SOURCE DOCUMENT -
↓↓↓

Kids, don’t talk to strangers…
One of the first things we’re warned about as kids is stranger danger. ‘Don’t talk to strangers’ was practically the catchphrase of everyone’s childhood.
However, as we grow up, this peculiar complex seems to leave us deathly afraid of other people. Yep, other human beings in general, who may or may not be axe murderers. But given the fact most people are not, in fact, lunatics, this would seem impractical.
Nevertheless, I usually go about my day under the assumption that most people are going to murder me. By which I mean I generally avoid conversation with strangers, not only for the same reasons my parents told me, but so other people don’t think I’m a crazy person.
However, that doesn’t stop me being curious about other people’s lives. Why are they reading that particular book? Where are they going so obscenely early on a Sunday morning? Which cafe did they buy that outrageously delicious-looking chocolate cronut from? Eventually, for the sake of pseudo-science, I decided to answer all of these pressing questions by biting the bullet and talking to strangers for a week. And it was a lot more eyebrow-raising than I expected…
Days one and two I’m embarrassed to say were pretty much complete write offs. I’m an outgoing person, but found myself completely chickening out when it came to conversation openers. Day three I was determined to just get on with it. On the train one morning, I was sitting next to a 30-something woman, who was reading the newspaper. Like, an actual newspaper, not one on her phone. Finally. An actual talking point. After a few minutes, I plucked up enough courage to take the plunge.

↑↑↑

INFORMATION PROVIDED -
↓↓↓

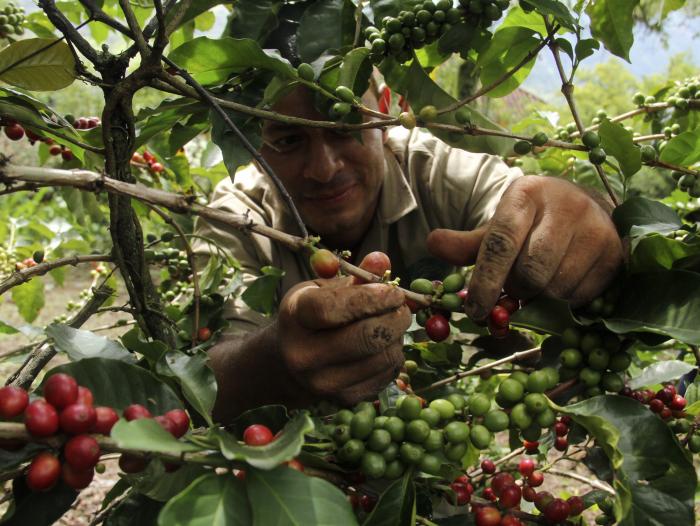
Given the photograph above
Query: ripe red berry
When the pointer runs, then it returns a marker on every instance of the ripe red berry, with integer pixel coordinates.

↑↑↑

AIM 1 -
In the essay about talking to strangers, what was the woman on the train reading on day three?
AIM 2 -
Translate this sentence from the essay about talking to strangers into Spanish: "Eventually, for the sake of pseudo-science, I decided to answer all of these pressing questions by biting the bullet and talking to strangers for a week."

CORRECT OUTPUT 1 -
She was reading an actual newspaper, not one on her phone.

CORRECT OUTPUT 2 -
Al final, en nombre de la pseudociencia, decidí responder a todas estas preguntas apremiantes armándome de valor y hablando con desconocidos durante una semana.